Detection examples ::
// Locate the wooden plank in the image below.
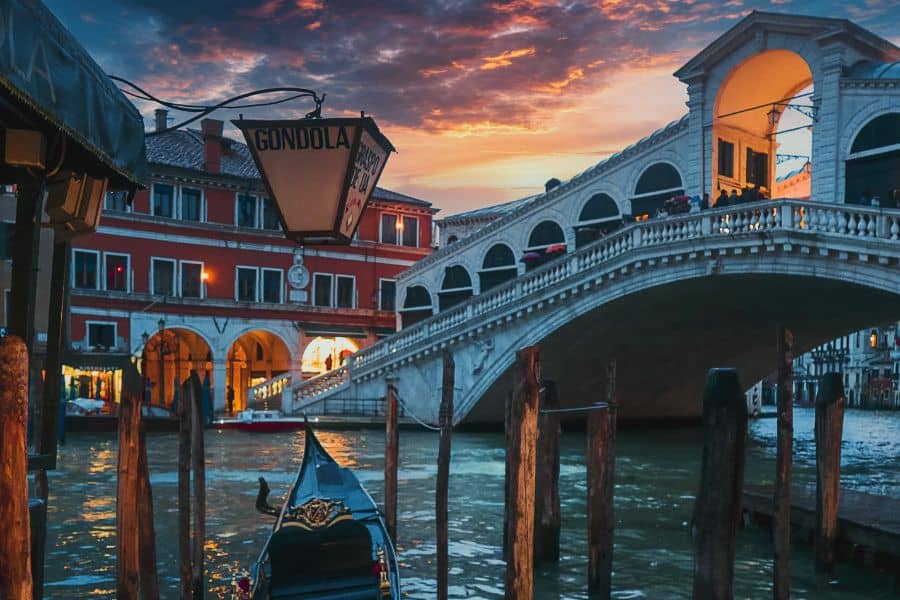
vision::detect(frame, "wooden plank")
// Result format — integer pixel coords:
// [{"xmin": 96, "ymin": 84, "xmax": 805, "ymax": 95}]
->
[
  {"xmin": 0, "ymin": 336, "xmax": 33, "ymax": 600},
  {"xmin": 505, "ymin": 346, "xmax": 541, "ymax": 600}
]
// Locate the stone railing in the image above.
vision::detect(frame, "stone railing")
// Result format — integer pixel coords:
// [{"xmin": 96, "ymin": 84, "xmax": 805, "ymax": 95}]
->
[{"xmin": 294, "ymin": 199, "xmax": 900, "ymax": 404}]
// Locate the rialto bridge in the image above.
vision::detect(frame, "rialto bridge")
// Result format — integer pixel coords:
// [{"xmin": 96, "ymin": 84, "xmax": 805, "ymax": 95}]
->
[{"xmin": 268, "ymin": 12, "xmax": 900, "ymax": 422}]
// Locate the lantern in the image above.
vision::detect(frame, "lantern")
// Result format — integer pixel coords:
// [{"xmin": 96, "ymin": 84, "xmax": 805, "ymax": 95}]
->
[{"xmin": 232, "ymin": 116, "xmax": 394, "ymax": 244}]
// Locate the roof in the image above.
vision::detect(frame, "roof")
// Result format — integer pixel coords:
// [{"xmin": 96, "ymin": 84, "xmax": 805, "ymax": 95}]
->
[{"xmin": 145, "ymin": 129, "xmax": 431, "ymax": 208}]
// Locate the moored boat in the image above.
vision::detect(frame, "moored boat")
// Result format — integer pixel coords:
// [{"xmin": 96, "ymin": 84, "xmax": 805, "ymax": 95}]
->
[
  {"xmin": 212, "ymin": 408, "xmax": 306, "ymax": 432},
  {"xmin": 237, "ymin": 428, "xmax": 400, "ymax": 600}
]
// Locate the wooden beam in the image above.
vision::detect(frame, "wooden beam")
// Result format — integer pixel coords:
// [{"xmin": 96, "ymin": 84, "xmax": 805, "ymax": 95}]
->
[
  {"xmin": 691, "ymin": 369, "xmax": 747, "ymax": 600},
  {"xmin": 815, "ymin": 373, "xmax": 846, "ymax": 575},
  {"xmin": 0, "ymin": 336, "xmax": 33, "ymax": 600},
  {"xmin": 505, "ymin": 346, "xmax": 541, "ymax": 600},
  {"xmin": 435, "ymin": 350, "xmax": 456, "ymax": 600}
]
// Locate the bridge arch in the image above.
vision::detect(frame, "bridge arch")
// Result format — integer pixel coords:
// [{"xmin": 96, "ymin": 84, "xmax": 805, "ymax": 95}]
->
[{"xmin": 478, "ymin": 242, "xmax": 519, "ymax": 293}]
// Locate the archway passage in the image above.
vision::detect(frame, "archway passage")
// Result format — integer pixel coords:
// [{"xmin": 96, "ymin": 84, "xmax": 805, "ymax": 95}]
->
[
  {"xmin": 710, "ymin": 49, "xmax": 814, "ymax": 204},
  {"xmin": 141, "ymin": 327, "xmax": 213, "ymax": 409},
  {"xmin": 844, "ymin": 112, "xmax": 900, "ymax": 208},
  {"xmin": 225, "ymin": 330, "xmax": 291, "ymax": 414},
  {"xmin": 300, "ymin": 337, "xmax": 359, "ymax": 378}
]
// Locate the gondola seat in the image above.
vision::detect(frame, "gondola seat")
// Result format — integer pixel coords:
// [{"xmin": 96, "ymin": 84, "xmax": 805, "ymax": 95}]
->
[{"xmin": 269, "ymin": 520, "xmax": 379, "ymax": 600}]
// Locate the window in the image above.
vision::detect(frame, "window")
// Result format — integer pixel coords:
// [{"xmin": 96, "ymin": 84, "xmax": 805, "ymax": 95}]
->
[
  {"xmin": 235, "ymin": 267, "xmax": 257, "ymax": 302},
  {"xmin": 313, "ymin": 273, "xmax": 332, "ymax": 306},
  {"xmin": 719, "ymin": 138, "xmax": 734, "ymax": 177},
  {"xmin": 181, "ymin": 260, "xmax": 203, "ymax": 298},
  {"xmin": 237, "ymin": 194, "xmax": 256, "ymax": 227},
  {"xmin": 152, "ymin": 183, "xmax": 175, "ymax": 218},
  {"xmin": 378, "ymin": 279, "xmax": 397, "ymax": 311},
  {"xmin": 87, "ymin": 321, "xmax": 117, "ymax": 350},
  {"xmin": 335, "ymin": 275, "xmax": 356, "ymax": 308},
  {"xmin": 150, "ymin": 258, "xmax": 175, "ymax": 296},
  {"xmin": 72, "ymin": 250, "xmax": 100, "ymax": 290},
  {"xmin": 103, "ymin": 253, "xmax": 130, "ymax": 292},
  {"xmin": 379, "ymin": 214, "xmax": 397, "ymax": 244},
  {"xmin": 261, "ymin": 269, "xmax": 284, "ymax": 304},
  {"xmin": 262, "ymin": 198, "xmax": 281, "ymax": 231},
  {"xmin": 103, "ymin": 192, "xmax": 129, "ymax": 212},
  {"xmin": 181, "ymin": 187, "xmax": 203, "ymax": 221},
  {"xmin": 401, "ymin": 217, "xmax": 419, "ymax": 248}
]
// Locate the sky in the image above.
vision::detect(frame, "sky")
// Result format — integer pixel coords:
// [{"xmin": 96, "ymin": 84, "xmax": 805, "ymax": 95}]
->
[{"xmin": 45, "ymin": 0, "xmax": 900, "ymax": 216}]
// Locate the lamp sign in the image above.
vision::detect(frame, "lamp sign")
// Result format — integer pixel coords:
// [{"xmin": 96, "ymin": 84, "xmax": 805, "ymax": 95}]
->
[{"xmin": 232, "ymin": 117, "xmax": 394, "ymax": 244}]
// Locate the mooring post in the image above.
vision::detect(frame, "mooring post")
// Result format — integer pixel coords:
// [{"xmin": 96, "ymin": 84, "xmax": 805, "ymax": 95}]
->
[
  {"xmin": 691, "ymin": 369, "xmax": 747, "ymax": 600},
  {"xmin": 772, "ymin": 324, "xmax": 794, "ymax": 600},
  {"xmin": 586, "ymin": 405, "xmax": 612, "ymax": 599},
  {"xmin": 815, "ymin": 373, "xmax": 846, "ymax": 575},
  {"xmin": 116, "ymin": 384, "xmax": 141, "ymax": 600},
  {"xmin": 384, "ymin": 379, "xmax": 400, "ymax": 546},
  {"xmin": 534, "ymin": 381, "xmax": 560, "ymax": 564},
  {"xmin": 178, "ymin": 379, "xmax": 194, "ymax": 600},
  {"xmin": 435, "ymin": 349, "xmax": 456, "ymax": 600},
  {"xmin": 189, "ymin": 370, "xmax": 206, "ymax": 600},
  {"xmin": 506, "ymin": 346, "xmax": 541, "ymax": 600},
  {"xmin": 0, "ymin": 336, "xmax": 33, "ymax": 600}
]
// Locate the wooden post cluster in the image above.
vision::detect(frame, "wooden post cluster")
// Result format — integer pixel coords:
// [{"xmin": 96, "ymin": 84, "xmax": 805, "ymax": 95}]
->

Aim of the task ::
Copy the items above word for word, omitting the pictures from your copy.

Answer for the task ::
// Locate the wooden plank in the image below.
vision::detect(frame, "wooden plank")
// Result format — integer pixel coords:
// [{"xmin": 96, "ymin": 84, "xmax": 805, "ymax": 95}]
->
[
  {"xmin": 0, "ymin": 336, "xmax": 33, "ymax": 600},
  {"xmin": 505, "ymin": 346, "xmax": 541, "ymax": 600}
]
// Locate the stone railing in the image above.
vision::detect(frame, "stone railing")
// Result format — integer pixel coords:
// [{"xmin": 96, "ymin": 84, "xmax": 805, "ymax": 95}]
->
[{"xmin": 294, "ymin": 199, "xmax": 900, "ymax": 404}]
// Locate the rialto bridge in the image above.
vision::detect(frame, "rialto bridge")
// Result format — integer pixel coords:
// [{"xmin": 96, "ymin": 84, "xmax": 805, "ymax": 95}]
->
[{"xmin": 268, "ymin": 12, "xmax": 900, "ymax": 422}]
// Locate the lantern in the image above.
vision::detect(frame, "lantern")
// Result format — integer pixel coords:
// [{"xmin": 96, "ymin": 84, "xmax": 805, "ymax": 95}]
->
[{"xmin": 232, "ymin": 116, "xmax": 394, "ymax": 244}]
// Locate the roof in the image above.
vision::detect(frame, "roof")
// Result format — integer pixel coords:
// [{"xmin": 96, "ymin": 84, "xmax": 805, "ymax": 95}]
->
[{"xmin": 145, "ymin": 129, "xmax": 431, "ymax": 208}]
// Locate the moored boat in the image above.
vision::detect(frame, "moored boat")
// Result format — integer pixel coords:
// [{"xmin": 96, "ymin": 84, "xmax": 805, "ymax": 95}]
->
[
  {"xmin": 212, "ymin": 408, "xmax": 306, "ymax": 432},
  {"xmin": 237, "ymin": 428, "xmax": 400, "ymax": 600}
]
// Locate the wooden beam in the image above.
vision::detect(frame, "wooden beam")
// Result format — integer pixel coords:
// [{"xmin": 96, "ymin": 84, "xmax": 805, "ymax": 95}]
->
[
  {"xmin": 691, "ymin": 369, "xmax": 747, "ymax": 600},
  {"xmin": 815, "ymin": 373, "xmax": 846, "ymax": 575},
  {"xmin": 0, "ymin": 336, "xmax": 33, "ymax": 600},
  {"xmin": 505, "ymin": 346, "xmax": 541, "ymax": 600},
  {"xmin": 435, "ymin": 350, "xmax": 456, "ymax": 600}
]
// Locate the bridge arch in the image above.
vision::detect(frame, "bridge arch")
// Result format — integer pixel coords:
// [{"xmin": 96, "ymin": 84, "xmax": 805, "ymax": 95}]
->
[{"xmin": 478, "ymin": 242, "xmax": 519, "ymax": 293}]
// Locate the archway passage in the image above.
vision::detect(frame, "archway passage")
// Result format — integer pixel coords:
// [{"xmin": 96, "ymin": 84, "xmax": 805, "ymax": 95}]
->
[
  {"xmin": 710, "ymin": 49, "xmax": 814, "ymax": 204},
  {"xmin": 141, "ymin": 327, "xmax": 213, "ymax": 409},
  {"xmin": 844, "ymin": 112, "xmax": 900, "ymax": 208},
  {"xmin": 225, "ymin": 330, "xmax": 291, "ymax": 414},
  {"xmin": 300, "ymin": 337, "xmax": 359, "ymax": 378}
]
// Locate the gondola seat in the image above.
vision::detect(frame, "gondola seat")
// Result format — integer pixel coords:
// [{"xmin": 96, "ymin": 84, "xmax": 805, "ymax": 95}]
->
[{"xmin": 269, "ymin": 520, "xmax": 379, "ymax": 600}]
// Locate the window in the image above.
vision::detect(frame, "window")
// Result format — integer pixel coords:
// [{"xmin": 96, "ymin": 84, "xmax": 805, "ymax": 95}]
->
[
  {"xmin": 235, "ymin": 267, "xmax": 257, "ymax": 302},
  {"xmin": 313, "ymin": 273, "xmax": 332, "ymax": 306},
  {"xmin": 719, "ymin": 138, "xmax": 734, "ymax": 177},
  {"xmin": 181, "ymin": 260, "xmax": 203, "ymax": 298},
  {"xmin": 237, "ymin": 194, "xmax": 256, "ymax": 227},
  {"xmin": 152, "ymin": 183, "xmax": 175, "ymax": 218},
  {"xmin": 378, "ymin": 279, "xmax": 397, "ymax": 311},
  {"xmin": 87, "ymin": 321, "xmax": 117, "ymax": 350},
  {"xmin": 335, "ymin": 275, "xmax": 356, "ymax": 308},
  {"xmin": 150, "ymin": 258, "xmax": 175, "ymax": 296},
  {"xmin": 72, "ymin": 250, "xmax": 100, "ymax": 290},
  {"xmin": 103, "ymin": 253, "xmax": 130, "ymax": 292},
  {"xmin": 379, "ymin": 214, "xmax": 397, "ymax": 244},
  {"xmin": 261, "ymin": 269, "xmax": 284, "ymax": 304},
  {"xmin": 262, "ymin": 198, "xmax": 281, "ymax": 231},
  {"xmin": 103, "ymin": 192, "xmax": 129, "ymax": 212},
  {"xmin": 181, "ymin": 187, "xmax": 203, "ymax": 221},
  {"xmin": 401, "ymin": 217, "xmax": 419, "ymax": 248}
]
// Locate the sky in the image above.
vision::detect(frame, "sky")
// Result format — integer pixel coords:
// [{"xmin": 96, "ymin": 84, "xmax": 805, "ymax": 95}]
->
[{"xmin": 45, "ymin": 0, "xmax": 900, "ymax": 216}]
// Locate the lamp sign in the image above.
vision::detect(frame, "lamp sign")
// Result format — integer pixel coords:
// [{"xmin": 96, "ymin": 84, "xmax": 805, "ymax": 95}]
->
[{"xmin": 232, "ymin": 117, "xmax": 394, "ymax": 244}]
// Locate the mooring post in the image above.
vision::detect(frame, "mooring post")
// Result format — integer pixel coords:
// [{"xmin": 96, "ymin": 84, "xmax": 805, "ymax": 95}]
->
[
  {"xmin": 691, "ymin": 369, "xmax": 747, "ymax": 600},
  {"xmin": 772, "ymin": 324, "xmax": 794, "ymax": 600},
  {"xmin": 586, "ymin": 405, "xmax": 612, "ymax": 599},
  {"xmin": 815, "ymin": 373, "xmax": 846, "ymax": 575},
  {"xmin": 116, "ymin": 384, "xmax": 141, "ymax": 600},
  {"xmin": 384, "ymin": 379, "xmax": 400, "ymax": 546},
  {"xmin": 534, "ymin": 381, "xmax": 560, "ymax": 564},
  {"xmin": 178, "ymin": 379, "xmax": 194, "ymax": 600},
  {"xmin": 435, "ymin": 349, "xmax": 456, "ymax": 600},
  {"xmin": 189, "ymin": 370, "xmax": 206, "ymax": 600},
  {"xmin": 506, "ymin": 346, "xmax": 541, "ymax": 600},
  {"xmin": 0, "ymin": 336, "xmax": 33, "ymax": 600}
]
// Locate the wooden post cluster in the image above.
vision::detect(frame, "wooden post cluster")
// Result format — integer pixel coords:
// [{"xmin": 96, "ymin": 84, "xmax": 805, "ymax": 95}]
->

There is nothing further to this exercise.